Document excerpt
%%

University News | August 15, 2017
On Wednesday, July 26th, the now former Minister of Education, Culture, Sports, Science, and Technology (MEXT), Hirokazu Matsuno, visited Hokkaido University to inspect the robots used for agricultural work, the Space Mission Center at the Creative Research Institution (CRIS), and the Global Research Center for Food & Medical Innovation (FMI). He also spent the day discussing how to advance research and education with a number of university officials.
The day began at the Administration Building with Matsuno being welcomed by President Nawa, who gave a general overview of the university. There, they and other university officials deliberated on the current state of higher education, research, and ties between industries and academic institutions.

%%

Required work
• A. According to the university news item, who welcomed Matsuno at the Administration Building?
• B. In the university news item, rewrite the stretch from "The day began" through "and academic institutions.", substituting "talked" for "deliberated".
• C. Pick up the university news item about Matsuno's visit after its final sentence and carry it forward.
The entries that follow are separate material and are not part of the university news item.

Information

%%

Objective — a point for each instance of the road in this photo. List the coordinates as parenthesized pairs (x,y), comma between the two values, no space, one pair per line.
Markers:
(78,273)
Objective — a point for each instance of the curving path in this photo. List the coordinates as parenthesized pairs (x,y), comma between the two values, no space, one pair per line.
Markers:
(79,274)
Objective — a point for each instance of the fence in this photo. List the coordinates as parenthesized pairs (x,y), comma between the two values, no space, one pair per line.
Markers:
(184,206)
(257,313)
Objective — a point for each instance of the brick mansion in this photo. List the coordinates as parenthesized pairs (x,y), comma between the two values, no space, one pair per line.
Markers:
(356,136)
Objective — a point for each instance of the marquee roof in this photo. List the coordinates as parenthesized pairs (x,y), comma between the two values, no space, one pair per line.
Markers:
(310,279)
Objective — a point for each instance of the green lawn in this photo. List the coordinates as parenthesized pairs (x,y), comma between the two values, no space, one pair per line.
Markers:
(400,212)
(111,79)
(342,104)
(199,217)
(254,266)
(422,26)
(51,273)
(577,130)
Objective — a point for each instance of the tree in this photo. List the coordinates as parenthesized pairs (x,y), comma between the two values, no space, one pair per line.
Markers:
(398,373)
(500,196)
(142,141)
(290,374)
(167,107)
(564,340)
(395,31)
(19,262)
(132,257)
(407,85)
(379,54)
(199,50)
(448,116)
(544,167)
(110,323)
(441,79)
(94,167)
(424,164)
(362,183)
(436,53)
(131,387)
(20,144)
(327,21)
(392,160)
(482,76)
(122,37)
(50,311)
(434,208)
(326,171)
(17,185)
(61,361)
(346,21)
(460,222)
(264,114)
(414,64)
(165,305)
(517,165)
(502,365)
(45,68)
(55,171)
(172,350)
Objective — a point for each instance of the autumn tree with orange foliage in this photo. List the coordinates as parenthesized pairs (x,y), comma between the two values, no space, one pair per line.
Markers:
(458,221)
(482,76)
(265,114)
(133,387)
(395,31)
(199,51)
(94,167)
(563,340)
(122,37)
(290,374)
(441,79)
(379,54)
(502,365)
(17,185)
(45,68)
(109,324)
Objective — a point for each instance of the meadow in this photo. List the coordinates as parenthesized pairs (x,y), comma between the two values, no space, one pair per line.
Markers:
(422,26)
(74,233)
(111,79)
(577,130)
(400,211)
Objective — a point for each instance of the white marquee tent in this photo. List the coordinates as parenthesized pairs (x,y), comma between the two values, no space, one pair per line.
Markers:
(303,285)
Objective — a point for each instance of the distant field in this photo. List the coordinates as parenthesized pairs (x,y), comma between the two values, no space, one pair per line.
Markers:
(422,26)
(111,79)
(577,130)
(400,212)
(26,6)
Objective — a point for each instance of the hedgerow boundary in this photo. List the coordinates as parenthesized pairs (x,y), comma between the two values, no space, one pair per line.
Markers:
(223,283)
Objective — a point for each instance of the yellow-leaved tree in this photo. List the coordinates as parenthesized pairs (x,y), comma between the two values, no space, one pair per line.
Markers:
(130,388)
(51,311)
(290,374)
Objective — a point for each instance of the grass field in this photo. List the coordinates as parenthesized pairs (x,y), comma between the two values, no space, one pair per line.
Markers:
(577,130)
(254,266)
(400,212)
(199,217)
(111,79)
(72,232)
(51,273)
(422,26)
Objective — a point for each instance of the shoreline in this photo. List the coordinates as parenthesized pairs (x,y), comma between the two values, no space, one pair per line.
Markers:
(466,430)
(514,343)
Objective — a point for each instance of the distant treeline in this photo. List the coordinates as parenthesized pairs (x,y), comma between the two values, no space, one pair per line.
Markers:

%%

Answers given
• A. President Nawa welcomed him.

• B.
The day began at the Administration Building with Matsuno being welcomed by President Nawa, who gave a general overview of the university. There, they and other university officials talked on the current state of higher education, research, and ties between industries and academic institutions.

• C.
Under the fine weather and refreshing summer air of Hokkaido, Matsuno then visited the agricultural fields on campus. While receiving an explanation by Professor Noboru Noguchi from the Research Faculty of Agriculture, he was able to inspect some agricultural robots (driverless tractors), remote control them via a tablet, and watch them to go through the farm roads into some fields. This system allowing coordinated operations between multiple robots is the product of the Cabinet Office’s Cross-ministerial Strategic Innovation Promotion Program. Matsuno took this opportunity to ride on one of the self-moving tractors, showing great interest in how they worked together in the fields. “This is a great experience. I hope this will encourage young people to become more interested in agriculture,” he remarked.
After wrapping up at the fields, Matsuno was then taken to CRIS, where Professor Yukihiro Takahashi of the Faculty of Science spoke to him about the undergoing information revolution based on the appearance of microsatellites. Recently, microsatellites have been replacing larger ones, and they are expected to be further utilized to study global warming and predict natural disasters. Looking at the vacuum chamber utilized during the development of these satellites and the cleanroom used to build them, Matsuno asked about applications for field-based scientific research and collaboration goals between the university and industries.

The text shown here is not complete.